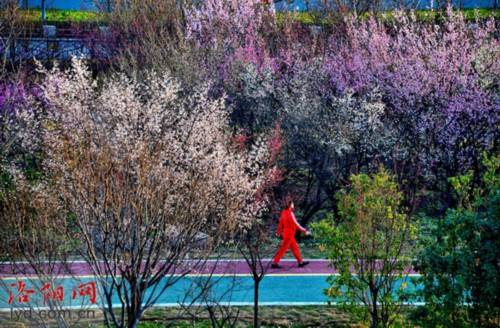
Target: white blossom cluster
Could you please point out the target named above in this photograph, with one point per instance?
(145, 148)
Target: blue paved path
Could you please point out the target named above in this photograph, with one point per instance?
(287, 286)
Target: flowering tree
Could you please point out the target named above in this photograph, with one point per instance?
(437, 82)
(147, 177)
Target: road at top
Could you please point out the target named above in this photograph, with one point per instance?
(231, 281)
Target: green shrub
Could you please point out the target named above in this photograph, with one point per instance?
(366, 248)
(460, 257)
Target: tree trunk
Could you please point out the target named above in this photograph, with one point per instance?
(44, 11)
(256, 303)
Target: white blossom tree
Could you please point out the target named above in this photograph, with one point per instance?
(148, 177)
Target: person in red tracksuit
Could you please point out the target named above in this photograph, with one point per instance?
(287, 228)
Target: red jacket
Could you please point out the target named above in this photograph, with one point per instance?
(288, 225)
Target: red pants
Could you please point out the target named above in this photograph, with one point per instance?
(287, 243)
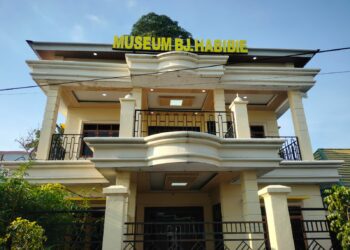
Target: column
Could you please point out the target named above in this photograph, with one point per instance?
(49, 123)
(116, 197)
(240, 114)
(251, 206)
(127, 113)
(277, 214)
(300, 125)
(220, 118)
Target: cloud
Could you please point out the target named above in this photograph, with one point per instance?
(131, 3)
(78, 33)
(96, 19)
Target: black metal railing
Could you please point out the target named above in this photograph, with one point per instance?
(318, 236)
(149, 122)
(68, 147)
(194, 235)
(290, 149)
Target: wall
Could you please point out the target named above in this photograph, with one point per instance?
(77, 116)
(267, 119)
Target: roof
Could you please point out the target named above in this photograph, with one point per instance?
(337, 154)
(47, 50)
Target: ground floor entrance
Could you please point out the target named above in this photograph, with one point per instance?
(173, 227)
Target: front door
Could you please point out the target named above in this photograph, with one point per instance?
(174, 228)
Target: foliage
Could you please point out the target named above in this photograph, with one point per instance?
(24, 234)
(30, 142)
(158, 26)
(338, 202)
(40, 203)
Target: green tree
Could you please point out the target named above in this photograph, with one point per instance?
(37, 203)
(338, 203)
(158, 26)
(24, 234)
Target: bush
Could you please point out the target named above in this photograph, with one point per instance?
(24, 234)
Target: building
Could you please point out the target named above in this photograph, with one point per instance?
(337, 154)
(184, 145)
(13, 155)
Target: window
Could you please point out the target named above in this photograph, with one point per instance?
(97, 130)
(257, 131)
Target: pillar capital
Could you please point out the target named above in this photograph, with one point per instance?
(116, 190)
(274, 189)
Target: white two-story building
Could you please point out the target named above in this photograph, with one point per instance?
(183, 149)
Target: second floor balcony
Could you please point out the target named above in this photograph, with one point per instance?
(150, 122)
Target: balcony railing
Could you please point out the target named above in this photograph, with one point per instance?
(194, 235)
(149, 122)
(68, 147)
(290, 149)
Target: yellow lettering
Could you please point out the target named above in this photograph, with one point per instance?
(224, 45)
(138, 42)
(178, 44)
(166, 43)
(146, 43)
(188, 45)
(243, 46)
(129, 42)
(118, 42)
(198, 45)
(217, 46)
(208, 46)
(156, 43)
(231, 46)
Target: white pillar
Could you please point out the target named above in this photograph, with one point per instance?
(220, 118)
(251, 205)
(240, 115)
(49, 123)
(300, 125)
(114, 217)
(277, 214)
(127, 113)
(250, 197)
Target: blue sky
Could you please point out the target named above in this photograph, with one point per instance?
(312, 24)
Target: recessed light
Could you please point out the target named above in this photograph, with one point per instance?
(179, 184)
(176, 102)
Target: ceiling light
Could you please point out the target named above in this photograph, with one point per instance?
(179, 184)
(176, 102)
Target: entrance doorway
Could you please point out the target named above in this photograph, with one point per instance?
(174, 228)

--------------------------------------------------

■ TASK TO CARRY OUT:
Output the line that contains "Target: white pillar", followed by every later line in the listing, with no line omitted and none added.

■ TASK SOLUTION:
Target: white pillar
Could you please point out the target named above in this photograph, with one point per instance?
(220, 118)
(251, 205)
(240, 115)
(49, 123)
(300, 125)
(114, 217)
(277, 214)
(127, 113)
(250, 197)
Target: blue sky
Could you please point out the target named above in this photograph, with one point per instance?
(312, 24)
Target: recessed light
Could you please point out the target named above in this photograph, with one point per instance?
(179, 184)
(176, 102)
Target: ceiling light
Could you please point out the target named above in this photograph, with one point per instance?
(179, 184)
(176, 102)
Target: entrance doorway
Could you please point out the target named above in this photograph, with one point per instance?
(174, 228)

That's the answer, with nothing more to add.